• Your instructions:
Gather every line in the material below that contains the word "concrete", treating uppercase and lowercase as different.

• Extracted information:
%%

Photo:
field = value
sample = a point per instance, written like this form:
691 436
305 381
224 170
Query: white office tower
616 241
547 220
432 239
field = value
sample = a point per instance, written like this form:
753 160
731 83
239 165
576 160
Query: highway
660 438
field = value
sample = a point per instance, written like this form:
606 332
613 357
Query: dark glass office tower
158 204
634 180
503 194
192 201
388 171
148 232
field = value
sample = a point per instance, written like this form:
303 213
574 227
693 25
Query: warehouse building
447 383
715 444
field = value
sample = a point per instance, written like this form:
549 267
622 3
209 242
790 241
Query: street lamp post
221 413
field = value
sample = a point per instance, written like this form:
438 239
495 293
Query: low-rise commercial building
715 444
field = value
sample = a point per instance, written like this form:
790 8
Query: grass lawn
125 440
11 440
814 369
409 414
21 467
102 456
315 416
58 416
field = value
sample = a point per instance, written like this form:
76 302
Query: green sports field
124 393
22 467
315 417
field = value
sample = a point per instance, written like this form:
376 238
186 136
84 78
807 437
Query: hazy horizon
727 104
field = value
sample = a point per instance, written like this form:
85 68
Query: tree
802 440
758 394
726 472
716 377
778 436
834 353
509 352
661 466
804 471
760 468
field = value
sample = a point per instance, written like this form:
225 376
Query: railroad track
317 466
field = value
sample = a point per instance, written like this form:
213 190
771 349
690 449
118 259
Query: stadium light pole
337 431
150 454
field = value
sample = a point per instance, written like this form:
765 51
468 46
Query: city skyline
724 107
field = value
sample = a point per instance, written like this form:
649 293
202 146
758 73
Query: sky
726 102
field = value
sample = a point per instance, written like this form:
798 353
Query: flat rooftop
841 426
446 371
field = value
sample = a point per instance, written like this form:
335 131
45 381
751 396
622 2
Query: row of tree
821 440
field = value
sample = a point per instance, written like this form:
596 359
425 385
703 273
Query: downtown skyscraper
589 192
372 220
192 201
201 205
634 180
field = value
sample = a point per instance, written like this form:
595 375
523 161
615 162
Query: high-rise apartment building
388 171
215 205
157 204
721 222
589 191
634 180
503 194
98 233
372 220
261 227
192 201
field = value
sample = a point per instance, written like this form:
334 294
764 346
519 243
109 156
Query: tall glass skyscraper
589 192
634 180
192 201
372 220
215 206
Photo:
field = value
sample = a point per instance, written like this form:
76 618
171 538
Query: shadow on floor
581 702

%%
%%

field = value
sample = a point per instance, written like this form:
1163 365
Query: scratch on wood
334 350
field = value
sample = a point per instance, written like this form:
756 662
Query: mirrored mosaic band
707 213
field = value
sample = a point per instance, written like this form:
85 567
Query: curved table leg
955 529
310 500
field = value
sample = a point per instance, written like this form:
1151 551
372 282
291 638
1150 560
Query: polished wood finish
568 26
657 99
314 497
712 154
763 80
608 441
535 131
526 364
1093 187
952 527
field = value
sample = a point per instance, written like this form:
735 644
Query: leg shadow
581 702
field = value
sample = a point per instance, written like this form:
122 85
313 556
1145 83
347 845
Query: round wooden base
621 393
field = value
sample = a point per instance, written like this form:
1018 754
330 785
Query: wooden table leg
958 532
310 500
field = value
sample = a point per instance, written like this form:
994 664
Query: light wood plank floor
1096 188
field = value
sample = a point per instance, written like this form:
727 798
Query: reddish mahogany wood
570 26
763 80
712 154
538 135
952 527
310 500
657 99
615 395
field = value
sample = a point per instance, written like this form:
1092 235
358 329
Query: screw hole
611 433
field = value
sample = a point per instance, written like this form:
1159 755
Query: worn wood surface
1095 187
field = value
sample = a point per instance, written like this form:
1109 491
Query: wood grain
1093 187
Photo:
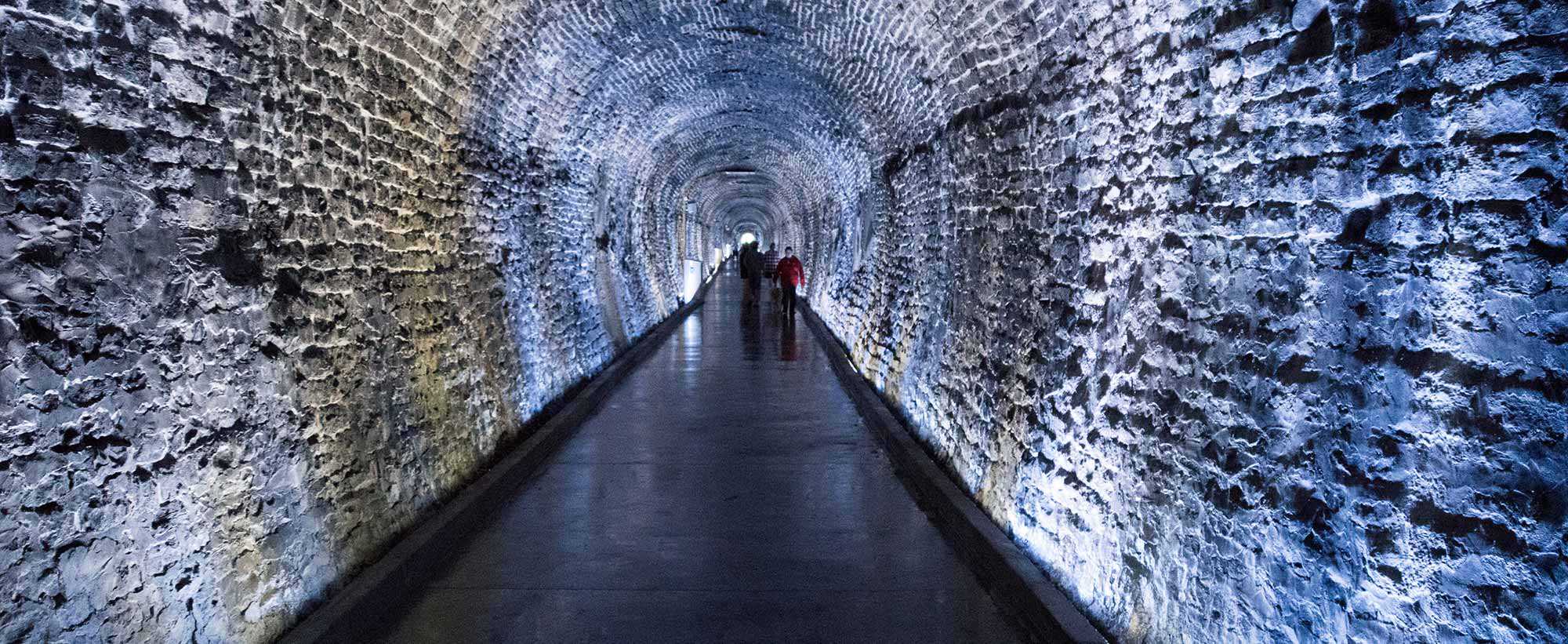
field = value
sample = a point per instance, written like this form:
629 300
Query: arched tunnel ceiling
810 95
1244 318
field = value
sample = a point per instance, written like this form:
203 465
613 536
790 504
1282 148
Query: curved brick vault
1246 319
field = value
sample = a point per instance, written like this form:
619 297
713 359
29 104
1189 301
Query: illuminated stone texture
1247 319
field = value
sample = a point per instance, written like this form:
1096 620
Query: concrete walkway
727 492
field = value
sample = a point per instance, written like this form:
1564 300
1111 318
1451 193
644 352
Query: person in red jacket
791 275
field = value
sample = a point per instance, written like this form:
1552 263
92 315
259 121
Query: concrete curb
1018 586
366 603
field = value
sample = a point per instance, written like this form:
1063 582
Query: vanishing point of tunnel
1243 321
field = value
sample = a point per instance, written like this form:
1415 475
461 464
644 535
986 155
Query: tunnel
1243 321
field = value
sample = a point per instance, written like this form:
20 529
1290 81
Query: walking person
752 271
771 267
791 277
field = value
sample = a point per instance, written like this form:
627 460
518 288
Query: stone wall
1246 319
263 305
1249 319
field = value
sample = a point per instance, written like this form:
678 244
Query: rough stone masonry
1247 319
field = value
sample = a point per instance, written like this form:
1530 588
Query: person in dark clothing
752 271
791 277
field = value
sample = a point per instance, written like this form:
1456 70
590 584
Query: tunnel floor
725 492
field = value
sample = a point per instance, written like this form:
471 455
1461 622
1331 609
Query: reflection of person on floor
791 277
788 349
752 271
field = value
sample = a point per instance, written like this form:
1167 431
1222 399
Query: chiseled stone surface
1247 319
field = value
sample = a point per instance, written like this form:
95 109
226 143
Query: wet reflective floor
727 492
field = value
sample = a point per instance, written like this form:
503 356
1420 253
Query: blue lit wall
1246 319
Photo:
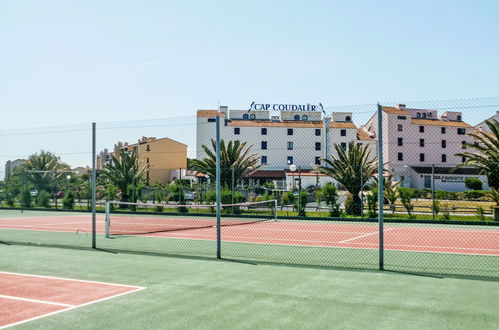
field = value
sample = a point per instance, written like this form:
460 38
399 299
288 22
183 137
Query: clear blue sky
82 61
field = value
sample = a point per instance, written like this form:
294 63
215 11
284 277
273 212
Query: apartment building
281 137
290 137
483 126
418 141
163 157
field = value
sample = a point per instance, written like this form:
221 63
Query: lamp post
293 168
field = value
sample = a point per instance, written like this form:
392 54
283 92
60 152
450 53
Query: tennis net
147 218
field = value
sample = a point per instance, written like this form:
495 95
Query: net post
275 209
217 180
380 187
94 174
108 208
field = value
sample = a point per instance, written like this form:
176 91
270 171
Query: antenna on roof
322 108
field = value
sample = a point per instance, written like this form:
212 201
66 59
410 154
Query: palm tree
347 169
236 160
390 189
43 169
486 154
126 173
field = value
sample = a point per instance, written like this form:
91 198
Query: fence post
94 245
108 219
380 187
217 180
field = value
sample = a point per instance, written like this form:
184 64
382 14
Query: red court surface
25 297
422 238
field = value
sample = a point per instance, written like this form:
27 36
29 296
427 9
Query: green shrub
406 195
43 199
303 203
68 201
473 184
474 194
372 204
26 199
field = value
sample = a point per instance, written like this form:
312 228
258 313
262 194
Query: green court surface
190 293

%%
%%

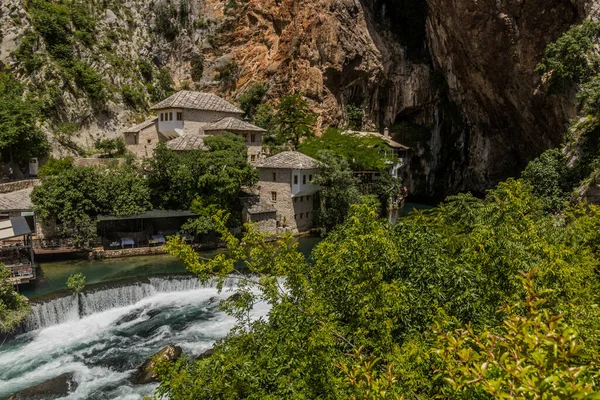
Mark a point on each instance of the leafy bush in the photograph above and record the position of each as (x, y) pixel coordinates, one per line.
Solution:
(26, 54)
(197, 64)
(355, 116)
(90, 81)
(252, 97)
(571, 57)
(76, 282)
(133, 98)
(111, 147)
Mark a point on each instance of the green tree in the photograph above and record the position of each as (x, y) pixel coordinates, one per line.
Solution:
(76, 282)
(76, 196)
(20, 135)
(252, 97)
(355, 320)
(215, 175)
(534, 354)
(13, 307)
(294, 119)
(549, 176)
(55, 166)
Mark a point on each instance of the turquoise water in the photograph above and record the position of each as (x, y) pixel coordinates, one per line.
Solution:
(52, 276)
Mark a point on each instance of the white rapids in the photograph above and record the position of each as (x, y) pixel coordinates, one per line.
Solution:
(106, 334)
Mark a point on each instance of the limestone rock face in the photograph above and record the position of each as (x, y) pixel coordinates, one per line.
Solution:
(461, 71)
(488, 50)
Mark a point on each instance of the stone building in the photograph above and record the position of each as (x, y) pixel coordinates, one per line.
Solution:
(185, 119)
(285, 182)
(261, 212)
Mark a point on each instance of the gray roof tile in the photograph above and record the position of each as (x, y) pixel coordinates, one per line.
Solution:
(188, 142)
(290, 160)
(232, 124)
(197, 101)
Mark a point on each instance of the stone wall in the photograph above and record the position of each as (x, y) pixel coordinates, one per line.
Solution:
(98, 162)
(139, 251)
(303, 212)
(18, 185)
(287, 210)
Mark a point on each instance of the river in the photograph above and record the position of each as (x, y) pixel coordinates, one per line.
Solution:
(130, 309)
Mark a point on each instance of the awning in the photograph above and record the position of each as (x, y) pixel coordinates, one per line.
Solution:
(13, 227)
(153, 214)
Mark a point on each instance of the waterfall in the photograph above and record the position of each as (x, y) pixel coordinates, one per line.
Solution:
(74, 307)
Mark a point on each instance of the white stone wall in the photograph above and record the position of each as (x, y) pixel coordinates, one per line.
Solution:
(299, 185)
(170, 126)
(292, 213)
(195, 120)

%%

• Written response:
Query: concrete walkway
Query: concrete curb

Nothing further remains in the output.